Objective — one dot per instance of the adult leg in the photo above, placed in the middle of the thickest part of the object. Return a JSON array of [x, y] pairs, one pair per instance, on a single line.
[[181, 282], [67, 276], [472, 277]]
----
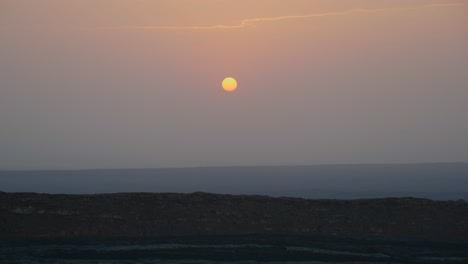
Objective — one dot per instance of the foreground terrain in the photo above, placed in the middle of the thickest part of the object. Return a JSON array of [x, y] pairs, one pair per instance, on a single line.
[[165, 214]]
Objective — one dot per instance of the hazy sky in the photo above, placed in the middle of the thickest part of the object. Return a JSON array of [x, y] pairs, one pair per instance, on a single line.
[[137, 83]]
----
◆ WRITTEN PROBLEM
Starting with the line with "Objective — one dot per instance of the foreground" and going on through the line with "[[137, 83]]", rescale those lines: reproduce them all, requests included, with every x and y coordinate in the answers multiplied by 2.5 and rounded to a whole number, halves rounded up.

◆ RESULT FOR THIS TASK
Objective — one dot per instance of the foreground terrain in the photo above, placed in the middle of the thickest part of the object. Return a JSON array of [x, y] pairs, one pair per instance, on a single line.
[[413, 535]]
Objective — one dot per instance of the hazy sky in the photo above, placed in the middle of the thickest part of the object. Return a JSON array of [x, y] pairs, one pair per instance, on a single line.
[[343, 208]]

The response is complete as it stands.